---------- TASK DATA ----------

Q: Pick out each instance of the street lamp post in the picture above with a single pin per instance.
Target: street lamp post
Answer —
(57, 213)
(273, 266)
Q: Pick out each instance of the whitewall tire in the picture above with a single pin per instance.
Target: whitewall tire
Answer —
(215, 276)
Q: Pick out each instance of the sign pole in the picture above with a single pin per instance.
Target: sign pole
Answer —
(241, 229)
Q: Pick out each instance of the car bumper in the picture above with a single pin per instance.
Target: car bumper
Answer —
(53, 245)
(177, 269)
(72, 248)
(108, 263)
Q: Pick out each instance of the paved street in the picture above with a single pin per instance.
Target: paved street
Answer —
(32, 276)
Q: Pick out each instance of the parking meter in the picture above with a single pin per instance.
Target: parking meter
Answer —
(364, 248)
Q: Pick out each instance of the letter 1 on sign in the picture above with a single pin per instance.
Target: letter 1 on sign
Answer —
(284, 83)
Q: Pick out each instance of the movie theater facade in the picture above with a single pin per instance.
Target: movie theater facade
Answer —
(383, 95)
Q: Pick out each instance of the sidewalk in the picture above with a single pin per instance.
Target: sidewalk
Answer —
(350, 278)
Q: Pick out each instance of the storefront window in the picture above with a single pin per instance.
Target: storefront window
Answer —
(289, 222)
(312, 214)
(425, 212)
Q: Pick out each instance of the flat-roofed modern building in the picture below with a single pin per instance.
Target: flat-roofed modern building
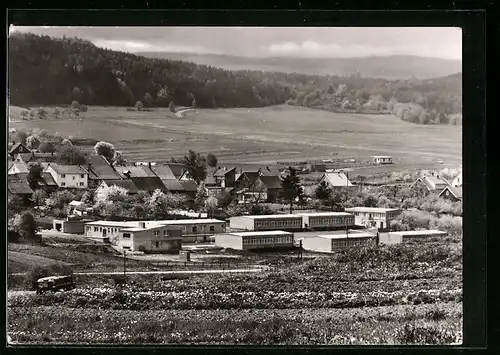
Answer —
(255, 240)
(288, 222)
(405, 236)
(136, 236)
(327, 220)
(374, 216)
(328, 243)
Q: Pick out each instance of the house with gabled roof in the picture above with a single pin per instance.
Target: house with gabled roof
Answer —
(451, 193)
(431, 182)
(336, 180)
(18, 148)
(68, 176)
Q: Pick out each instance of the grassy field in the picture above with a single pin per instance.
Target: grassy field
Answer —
(262, 135)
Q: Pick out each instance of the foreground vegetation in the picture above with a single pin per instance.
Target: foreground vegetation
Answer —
(62, 70)
(406, 294)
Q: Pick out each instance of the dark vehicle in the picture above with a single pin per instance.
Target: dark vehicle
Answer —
(54, 283)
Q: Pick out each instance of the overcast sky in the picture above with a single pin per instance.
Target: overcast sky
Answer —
(444, 42)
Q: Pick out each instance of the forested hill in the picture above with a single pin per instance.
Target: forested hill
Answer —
(387, 67)
(48, 71)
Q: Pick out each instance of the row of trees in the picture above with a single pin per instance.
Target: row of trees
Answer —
(50, 71)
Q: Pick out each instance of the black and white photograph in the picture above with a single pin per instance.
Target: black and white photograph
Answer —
(234, 186)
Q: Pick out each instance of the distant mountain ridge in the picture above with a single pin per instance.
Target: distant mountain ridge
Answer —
(387, 67)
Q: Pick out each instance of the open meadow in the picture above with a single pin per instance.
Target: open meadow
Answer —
(259, 136)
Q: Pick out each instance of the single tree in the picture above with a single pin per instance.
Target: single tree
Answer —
(139, 105)
(33, 142)
(211, 160)
(323, 191)
(69, 155)
(107, 150)
(34, 175)
(196, 166)
(47, 147)
(291, 187)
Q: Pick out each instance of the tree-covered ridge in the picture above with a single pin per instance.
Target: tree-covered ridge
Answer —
(50, 71)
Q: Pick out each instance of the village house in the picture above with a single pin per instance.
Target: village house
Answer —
(381, 159)
(68, 176)
(149, 237)
(374, 216)
(18, 148)
(99, 170)
(336, 180)
(451, 193)
(432, 183)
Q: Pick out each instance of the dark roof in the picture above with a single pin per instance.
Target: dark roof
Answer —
(271, 182)
(67, 169)
(19, 188)
(100, 169)
(163, 172)
(177, 169)
(455, 191)
(173, 185)
(189, 186)
(126, 184)
(148, 183)
(223, 171)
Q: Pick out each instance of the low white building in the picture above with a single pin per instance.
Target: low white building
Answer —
(374, 216)
(68, 176)
(255, 240)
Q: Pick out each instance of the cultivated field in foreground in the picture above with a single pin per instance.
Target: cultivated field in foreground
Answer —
(261, 135)
(400, 295)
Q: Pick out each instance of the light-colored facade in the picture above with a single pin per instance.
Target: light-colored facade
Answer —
(328, 243)
(382, 159)
(405, 236)
(68, 176)
(255, 240)
(374, 216)
(267, 222)
(330, 220)
(136, 236)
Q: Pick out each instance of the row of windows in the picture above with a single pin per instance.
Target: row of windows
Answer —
(267, 240)
(79, 184)
(63, 176)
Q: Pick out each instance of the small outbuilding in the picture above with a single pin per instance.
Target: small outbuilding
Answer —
(255, 240)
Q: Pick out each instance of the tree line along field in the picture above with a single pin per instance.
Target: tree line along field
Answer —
(407, 294)
(259, 135)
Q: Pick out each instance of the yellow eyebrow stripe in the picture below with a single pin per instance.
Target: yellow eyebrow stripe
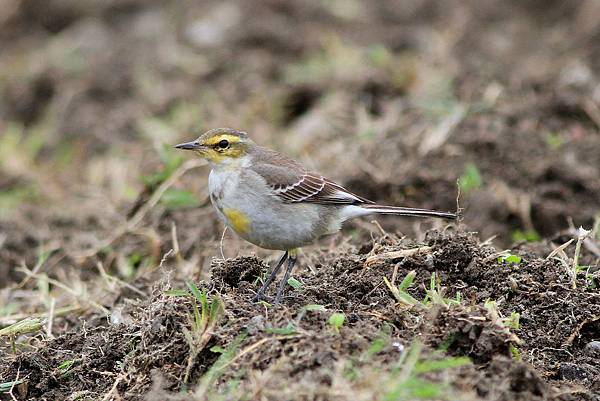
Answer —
(218, 138)
(237, 220)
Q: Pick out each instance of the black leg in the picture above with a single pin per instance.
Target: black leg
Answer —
(271, 277)
(288, 272)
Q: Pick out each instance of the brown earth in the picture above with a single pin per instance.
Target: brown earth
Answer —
(99, 219)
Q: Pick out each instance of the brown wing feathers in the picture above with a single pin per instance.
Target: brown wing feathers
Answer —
(317, 189)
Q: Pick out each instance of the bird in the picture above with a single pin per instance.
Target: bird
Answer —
(274, 202)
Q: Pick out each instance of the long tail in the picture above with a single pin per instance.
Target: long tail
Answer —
(407, 211)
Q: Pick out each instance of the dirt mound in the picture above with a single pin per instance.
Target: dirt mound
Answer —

----------

Starting at the line that contains "Q: Pick out each instance of the brown earth", quote each remaining line of the entries above, unchanged.

Q: Pick out each instance of the brown earth in the picture above with a single pin per instance.
Target: brown earth
Answer —
(99, 219)
Q: Pick out each instance of the brown wing feathers in the picture above with a single pin per instance.
Target: brown wing feathers
Answer —
(317, 189)
Q: Pick out each instance of the bird in the picture above with a single pin per instance.
Target: bird
Answer —
(274, 202)
Q: Pick out each instance of the long tail in the picture above with a single pin per instance.
Target: long tail
Answer —
(407, 211)
Q: Pick out each instance of the dirt mound in the picture above with a single pin per instance.
Target: dirt mound
Answer —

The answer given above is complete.